Problem requirements: Which lines of the records contain the word "bumper"? Copy each one.

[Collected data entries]
──────────
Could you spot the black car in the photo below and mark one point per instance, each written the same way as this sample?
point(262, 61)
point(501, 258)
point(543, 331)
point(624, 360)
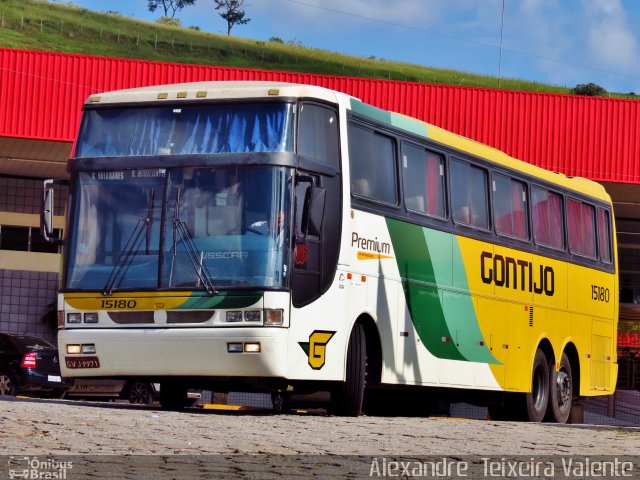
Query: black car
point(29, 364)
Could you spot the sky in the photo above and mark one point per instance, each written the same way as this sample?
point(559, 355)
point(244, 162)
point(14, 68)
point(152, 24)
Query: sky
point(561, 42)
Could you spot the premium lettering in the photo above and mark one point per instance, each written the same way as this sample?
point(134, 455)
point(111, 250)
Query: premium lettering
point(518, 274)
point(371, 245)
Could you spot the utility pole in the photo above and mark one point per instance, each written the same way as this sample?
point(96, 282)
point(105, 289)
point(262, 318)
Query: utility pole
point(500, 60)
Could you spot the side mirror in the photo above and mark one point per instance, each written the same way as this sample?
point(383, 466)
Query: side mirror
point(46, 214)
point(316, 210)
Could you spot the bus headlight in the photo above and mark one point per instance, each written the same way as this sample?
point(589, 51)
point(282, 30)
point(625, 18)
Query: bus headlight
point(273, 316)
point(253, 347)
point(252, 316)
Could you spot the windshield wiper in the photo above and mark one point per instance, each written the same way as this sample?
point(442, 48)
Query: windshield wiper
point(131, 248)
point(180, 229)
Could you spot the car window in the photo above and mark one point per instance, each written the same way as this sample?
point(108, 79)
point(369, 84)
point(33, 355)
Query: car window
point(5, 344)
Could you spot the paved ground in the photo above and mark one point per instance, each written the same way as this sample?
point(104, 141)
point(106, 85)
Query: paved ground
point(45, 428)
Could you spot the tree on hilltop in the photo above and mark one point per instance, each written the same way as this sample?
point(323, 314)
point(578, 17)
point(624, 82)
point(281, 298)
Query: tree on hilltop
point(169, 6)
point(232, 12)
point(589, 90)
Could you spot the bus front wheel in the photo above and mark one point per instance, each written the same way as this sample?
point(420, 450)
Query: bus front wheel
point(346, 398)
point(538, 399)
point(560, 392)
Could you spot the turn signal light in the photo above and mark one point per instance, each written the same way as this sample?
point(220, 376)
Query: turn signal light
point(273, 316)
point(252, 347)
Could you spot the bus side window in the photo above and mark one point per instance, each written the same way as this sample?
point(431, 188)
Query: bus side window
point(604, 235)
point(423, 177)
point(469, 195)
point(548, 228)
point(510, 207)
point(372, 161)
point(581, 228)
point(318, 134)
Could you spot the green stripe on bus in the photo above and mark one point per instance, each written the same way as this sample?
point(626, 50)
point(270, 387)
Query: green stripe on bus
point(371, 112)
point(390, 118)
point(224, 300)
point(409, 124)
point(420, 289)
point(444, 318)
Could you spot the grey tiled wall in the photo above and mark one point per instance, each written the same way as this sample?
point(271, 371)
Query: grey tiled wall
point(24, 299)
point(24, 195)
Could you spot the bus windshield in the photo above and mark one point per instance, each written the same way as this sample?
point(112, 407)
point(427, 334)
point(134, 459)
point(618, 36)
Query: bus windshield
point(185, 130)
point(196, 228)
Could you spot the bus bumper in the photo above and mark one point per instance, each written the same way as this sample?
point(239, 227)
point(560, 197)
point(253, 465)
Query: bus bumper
──────────
Solution for this problem:
Could you spot the bus bumper in the photo above and mark one point per instance, each written the same way as this sample?
Query: bus bumper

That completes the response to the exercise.